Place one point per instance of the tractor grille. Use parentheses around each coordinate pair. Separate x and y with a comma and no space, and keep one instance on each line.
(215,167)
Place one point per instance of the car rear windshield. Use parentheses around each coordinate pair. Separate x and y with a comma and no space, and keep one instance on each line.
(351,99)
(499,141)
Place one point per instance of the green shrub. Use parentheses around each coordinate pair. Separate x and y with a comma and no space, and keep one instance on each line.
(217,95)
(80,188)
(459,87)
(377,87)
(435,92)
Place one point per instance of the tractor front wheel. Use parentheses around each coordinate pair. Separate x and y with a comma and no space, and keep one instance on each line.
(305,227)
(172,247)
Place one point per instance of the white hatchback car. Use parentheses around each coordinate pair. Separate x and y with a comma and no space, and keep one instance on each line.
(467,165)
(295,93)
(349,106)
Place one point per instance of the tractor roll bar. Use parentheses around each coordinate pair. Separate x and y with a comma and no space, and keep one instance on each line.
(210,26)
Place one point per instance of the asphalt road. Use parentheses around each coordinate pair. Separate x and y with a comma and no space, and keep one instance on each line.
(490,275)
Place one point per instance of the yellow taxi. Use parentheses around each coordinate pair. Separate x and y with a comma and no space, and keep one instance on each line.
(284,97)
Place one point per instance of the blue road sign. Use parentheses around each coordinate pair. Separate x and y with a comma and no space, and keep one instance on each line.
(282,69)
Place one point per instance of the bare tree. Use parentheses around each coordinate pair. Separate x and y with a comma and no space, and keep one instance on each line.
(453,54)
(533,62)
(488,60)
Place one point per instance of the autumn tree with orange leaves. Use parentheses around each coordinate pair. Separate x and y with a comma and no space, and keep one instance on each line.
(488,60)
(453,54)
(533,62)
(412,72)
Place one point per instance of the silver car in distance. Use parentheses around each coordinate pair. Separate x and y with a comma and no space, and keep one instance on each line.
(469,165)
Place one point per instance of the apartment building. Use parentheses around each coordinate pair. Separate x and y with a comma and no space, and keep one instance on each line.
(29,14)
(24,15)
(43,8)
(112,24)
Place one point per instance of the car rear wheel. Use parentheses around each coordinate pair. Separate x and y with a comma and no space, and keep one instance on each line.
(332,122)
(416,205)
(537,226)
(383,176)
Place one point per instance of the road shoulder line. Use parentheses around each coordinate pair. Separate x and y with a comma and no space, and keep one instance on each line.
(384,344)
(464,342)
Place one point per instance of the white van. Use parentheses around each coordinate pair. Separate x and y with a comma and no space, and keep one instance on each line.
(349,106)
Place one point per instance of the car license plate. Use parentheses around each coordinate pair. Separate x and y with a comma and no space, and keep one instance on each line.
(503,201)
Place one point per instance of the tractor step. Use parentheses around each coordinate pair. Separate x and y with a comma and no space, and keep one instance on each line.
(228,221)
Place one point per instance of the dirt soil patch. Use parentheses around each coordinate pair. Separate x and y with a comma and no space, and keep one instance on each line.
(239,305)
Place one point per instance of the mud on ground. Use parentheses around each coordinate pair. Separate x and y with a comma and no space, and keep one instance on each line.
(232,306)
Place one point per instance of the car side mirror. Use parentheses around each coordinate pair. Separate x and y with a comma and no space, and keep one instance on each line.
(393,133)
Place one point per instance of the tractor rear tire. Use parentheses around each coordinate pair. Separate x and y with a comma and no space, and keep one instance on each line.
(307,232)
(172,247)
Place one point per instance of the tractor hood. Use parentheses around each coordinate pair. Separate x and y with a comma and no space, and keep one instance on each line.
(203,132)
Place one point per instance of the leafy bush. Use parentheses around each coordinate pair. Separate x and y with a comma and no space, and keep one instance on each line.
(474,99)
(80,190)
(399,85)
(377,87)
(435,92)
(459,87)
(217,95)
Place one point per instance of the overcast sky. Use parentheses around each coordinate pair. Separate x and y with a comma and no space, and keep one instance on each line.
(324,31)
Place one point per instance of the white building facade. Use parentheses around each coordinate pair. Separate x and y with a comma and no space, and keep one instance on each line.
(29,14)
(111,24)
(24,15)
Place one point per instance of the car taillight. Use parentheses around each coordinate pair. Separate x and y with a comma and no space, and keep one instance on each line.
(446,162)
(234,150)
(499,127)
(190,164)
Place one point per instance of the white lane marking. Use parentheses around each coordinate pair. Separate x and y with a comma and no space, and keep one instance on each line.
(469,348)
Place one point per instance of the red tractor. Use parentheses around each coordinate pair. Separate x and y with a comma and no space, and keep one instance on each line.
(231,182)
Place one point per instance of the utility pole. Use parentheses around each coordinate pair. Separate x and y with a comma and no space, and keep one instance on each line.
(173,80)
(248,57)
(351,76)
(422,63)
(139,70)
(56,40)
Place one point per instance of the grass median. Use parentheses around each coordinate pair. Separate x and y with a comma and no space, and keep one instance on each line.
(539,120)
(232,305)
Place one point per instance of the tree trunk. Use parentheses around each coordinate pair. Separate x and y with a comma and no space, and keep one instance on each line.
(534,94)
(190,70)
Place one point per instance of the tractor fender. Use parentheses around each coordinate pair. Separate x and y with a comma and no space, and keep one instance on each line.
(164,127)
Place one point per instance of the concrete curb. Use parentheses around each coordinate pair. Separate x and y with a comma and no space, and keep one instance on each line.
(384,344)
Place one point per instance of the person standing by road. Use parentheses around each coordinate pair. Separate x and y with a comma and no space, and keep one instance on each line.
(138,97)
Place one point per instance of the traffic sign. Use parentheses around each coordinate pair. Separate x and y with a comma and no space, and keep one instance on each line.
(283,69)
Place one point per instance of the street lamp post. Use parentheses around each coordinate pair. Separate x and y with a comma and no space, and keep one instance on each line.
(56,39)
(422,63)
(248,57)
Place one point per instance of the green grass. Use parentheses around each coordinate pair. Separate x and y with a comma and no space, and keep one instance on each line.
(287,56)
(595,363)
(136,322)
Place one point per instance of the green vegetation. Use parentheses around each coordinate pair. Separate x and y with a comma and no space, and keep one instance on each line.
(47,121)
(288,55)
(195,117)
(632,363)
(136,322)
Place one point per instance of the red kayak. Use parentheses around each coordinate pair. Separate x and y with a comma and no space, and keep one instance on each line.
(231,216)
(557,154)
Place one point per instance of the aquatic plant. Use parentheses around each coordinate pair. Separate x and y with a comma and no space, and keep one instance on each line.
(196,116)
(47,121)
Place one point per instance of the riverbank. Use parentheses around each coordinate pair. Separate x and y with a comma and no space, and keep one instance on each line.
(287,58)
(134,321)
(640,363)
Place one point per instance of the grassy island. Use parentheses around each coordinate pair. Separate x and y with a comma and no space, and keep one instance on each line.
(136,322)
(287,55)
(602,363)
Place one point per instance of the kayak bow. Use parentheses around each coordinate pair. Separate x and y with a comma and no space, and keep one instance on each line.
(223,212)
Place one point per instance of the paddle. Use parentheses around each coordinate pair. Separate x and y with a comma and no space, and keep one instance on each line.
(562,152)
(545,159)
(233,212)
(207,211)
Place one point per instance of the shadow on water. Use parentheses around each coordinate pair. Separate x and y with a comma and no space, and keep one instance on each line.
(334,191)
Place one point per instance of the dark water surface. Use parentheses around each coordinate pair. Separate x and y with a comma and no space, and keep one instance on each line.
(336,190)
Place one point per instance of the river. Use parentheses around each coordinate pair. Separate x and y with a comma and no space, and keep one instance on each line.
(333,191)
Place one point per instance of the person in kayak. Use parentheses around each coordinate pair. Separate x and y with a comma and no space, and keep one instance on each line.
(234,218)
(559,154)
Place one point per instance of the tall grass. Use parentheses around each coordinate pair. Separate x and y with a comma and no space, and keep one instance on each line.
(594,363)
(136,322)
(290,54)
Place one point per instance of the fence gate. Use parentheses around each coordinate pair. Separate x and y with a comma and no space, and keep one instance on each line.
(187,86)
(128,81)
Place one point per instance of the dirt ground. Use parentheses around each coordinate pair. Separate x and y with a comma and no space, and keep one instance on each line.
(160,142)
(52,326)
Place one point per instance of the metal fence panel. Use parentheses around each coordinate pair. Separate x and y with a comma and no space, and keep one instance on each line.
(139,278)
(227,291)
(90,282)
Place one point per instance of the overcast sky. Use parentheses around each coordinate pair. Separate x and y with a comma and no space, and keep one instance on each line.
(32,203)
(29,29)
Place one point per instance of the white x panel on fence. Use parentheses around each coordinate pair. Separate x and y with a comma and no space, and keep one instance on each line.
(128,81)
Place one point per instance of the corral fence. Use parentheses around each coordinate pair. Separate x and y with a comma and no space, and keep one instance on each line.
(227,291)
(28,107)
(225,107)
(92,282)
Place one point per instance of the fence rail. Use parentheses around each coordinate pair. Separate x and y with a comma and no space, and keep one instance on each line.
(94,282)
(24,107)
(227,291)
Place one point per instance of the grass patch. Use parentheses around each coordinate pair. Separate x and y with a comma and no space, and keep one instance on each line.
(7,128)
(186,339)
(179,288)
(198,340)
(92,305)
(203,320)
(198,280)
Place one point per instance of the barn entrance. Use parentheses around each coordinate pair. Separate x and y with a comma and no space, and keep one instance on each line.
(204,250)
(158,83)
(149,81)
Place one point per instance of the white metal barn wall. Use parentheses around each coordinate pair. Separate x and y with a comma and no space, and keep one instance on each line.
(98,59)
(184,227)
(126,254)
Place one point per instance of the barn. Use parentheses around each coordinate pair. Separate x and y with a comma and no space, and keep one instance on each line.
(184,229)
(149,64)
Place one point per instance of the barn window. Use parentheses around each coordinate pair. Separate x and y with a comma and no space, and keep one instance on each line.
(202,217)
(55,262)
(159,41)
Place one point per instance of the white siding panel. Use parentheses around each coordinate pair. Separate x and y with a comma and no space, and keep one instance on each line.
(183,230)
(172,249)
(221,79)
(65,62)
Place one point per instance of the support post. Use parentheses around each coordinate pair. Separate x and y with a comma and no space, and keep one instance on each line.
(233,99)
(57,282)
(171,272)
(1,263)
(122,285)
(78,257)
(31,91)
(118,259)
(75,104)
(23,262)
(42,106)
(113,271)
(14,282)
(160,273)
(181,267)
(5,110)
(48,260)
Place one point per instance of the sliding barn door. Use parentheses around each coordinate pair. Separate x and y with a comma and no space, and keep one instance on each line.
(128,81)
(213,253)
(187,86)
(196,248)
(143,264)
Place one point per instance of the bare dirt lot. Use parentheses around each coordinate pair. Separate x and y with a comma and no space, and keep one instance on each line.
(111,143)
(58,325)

========================================================================

- Exercise details:
Each line from the one containing "Place one point per instance of the barn." through the end of the material should be restated word for word; leave out every line before it.

- Output of the task:
Place one point per instance of the barn. Use parentheses around each coordinate pair. Separate x and y with a comma and no space, and keep one instance on each line.
(184,229)
(149,64)
Place one point per instance of the barn window. Use parentheses around each coordinate pair. Separate x and y with a comma and no space, and keep one instance on each line.
(202,217)
(55,262)
(159,41)
Place one point per instance of the white siding panel. Use parentheses around each coordinate pair. Separate x and y with a comma and no space, and keep one instance on each line.
(183,230)
(172,249)
(221,79)
(65,62)
Place one point per instance of the support post. Use parentheses around each coordinate pair. Separate x and y with a comma and no space, and keep one instance on each line.
(233,99)
(57,282)
(171,272)
(1,263)
(122,285)
(78,257)
(31,91)
(118,259)
(75,104)
(23,262)
(42,106)
(113,271)
(14,282)
(160,273)
(181,267)
(5,110)
(48,260)
Place one point per instance of the sliding barn door. Use parentheses around each coordinate pair. Separate x and y with a comma and no space, and keep one instance on each line.
(128,81)
(213,253)
(187,86)
(196,248)
(143,264)
Place one point per instance of the bare dirt lot. Use parentheses around each coordinate pair. Separate x and y with a comma and no space, and keep one instance on each line.
(111,143)
(58,325)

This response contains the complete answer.